Lelio describe la cotidianidad de una comunidad judía ortodoxa desde una mirada indudablemente crítica, pero desprovista de maniqueísmo y manipulación. Nada resulta caricaturesco ni exagerado. La posición disconforme del director no impide a la familia (a pesar de su carácter hermético y absolutista) resultar interesante. Es tanta la precisión con que está descrita que observarla no puede más que despertar el interés. Todos los personajes actúan siguiendo ciertos parámetros, ninguno trata de complacer los deseos del director. Además, su interacción con los espacios es del todo natural, en gran parte gracias al especial cuidado que Sarah Finlay y Danny Cohen dedican a la dirección de arte y la fotografía. La planificación, por su parte, está ideada con el grado justo de realismo y manierismo para que la narrativa devenga transparente pero estilizada, contundente y a la vez ligera. A su vez, la banda sonora de Matthew Herbet (quien ya colaborara con el director en Gloria, trabajo galardonado por la academia como mejor película de habla no inglesa) logra hacerse evidente sin resultar invasiva, con deliciosas reminiscencias al magnífico trabajo Incantations de Micke Oldfield.
----
→ Tareas del ejercicio:
1 – Resume el texto en dos oraciones.
2 – Según el texto, ¿quiénes se ocupan de la dirección de arte y la fotografía?
Los datos son material aparte, sin relación con el texto.

[Entradas de un conjunto de datos de anotación]
----
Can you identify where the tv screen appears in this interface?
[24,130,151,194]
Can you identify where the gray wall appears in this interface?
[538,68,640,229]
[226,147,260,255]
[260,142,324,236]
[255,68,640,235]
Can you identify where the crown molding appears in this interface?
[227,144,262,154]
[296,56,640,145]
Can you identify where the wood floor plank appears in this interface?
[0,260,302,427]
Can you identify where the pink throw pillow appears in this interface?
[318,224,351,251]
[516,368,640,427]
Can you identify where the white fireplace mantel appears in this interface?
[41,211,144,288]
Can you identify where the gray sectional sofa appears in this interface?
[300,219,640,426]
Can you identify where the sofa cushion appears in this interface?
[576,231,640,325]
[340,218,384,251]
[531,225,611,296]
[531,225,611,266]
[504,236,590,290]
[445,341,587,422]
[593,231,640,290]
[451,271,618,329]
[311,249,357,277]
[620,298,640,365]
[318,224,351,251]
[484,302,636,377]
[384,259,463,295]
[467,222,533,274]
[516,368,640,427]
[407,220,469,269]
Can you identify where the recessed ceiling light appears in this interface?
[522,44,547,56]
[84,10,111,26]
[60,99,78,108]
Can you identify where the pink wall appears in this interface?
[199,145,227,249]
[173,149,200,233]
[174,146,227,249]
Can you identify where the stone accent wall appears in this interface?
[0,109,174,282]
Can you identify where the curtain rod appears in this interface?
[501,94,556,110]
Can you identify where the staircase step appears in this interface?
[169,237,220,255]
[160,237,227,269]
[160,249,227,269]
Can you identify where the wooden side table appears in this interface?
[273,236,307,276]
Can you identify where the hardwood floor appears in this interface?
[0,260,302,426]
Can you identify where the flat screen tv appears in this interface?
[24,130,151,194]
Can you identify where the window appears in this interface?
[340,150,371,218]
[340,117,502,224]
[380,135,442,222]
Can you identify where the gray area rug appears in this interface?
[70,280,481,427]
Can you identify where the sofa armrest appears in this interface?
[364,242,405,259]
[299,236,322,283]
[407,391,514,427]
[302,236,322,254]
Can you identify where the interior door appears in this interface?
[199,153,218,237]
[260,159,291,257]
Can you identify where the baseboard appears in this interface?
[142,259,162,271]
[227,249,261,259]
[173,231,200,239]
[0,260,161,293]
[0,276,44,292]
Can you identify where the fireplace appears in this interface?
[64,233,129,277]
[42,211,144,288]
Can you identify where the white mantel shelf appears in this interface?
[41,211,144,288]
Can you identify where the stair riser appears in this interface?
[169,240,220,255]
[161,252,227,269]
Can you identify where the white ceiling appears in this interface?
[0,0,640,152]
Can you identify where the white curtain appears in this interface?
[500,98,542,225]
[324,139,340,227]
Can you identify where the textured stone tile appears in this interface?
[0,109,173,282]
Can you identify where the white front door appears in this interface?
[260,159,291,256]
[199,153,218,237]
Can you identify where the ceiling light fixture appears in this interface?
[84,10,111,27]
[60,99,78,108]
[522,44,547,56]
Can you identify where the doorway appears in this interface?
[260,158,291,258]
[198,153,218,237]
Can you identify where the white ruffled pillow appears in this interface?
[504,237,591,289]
----
→ Respuestas:
1 – Lelio retrata la vida cotidiana de una comunidad judía ortodoxa con una mirada crítica, pero sin maniqueísmo, manipulación ni exageración, y con una precisión que despierta interés. Los personajes se mueven con naturalidad en los espacios gracias a la dirección de arte y la fotografía de Sarah Finlay y Danny Cohen, mientras que la planificación resulta transparente pero estilizada y la banda sonora se hace evidente sin ser invasiva.

2 – Sarah Finlay y Danny Cohen.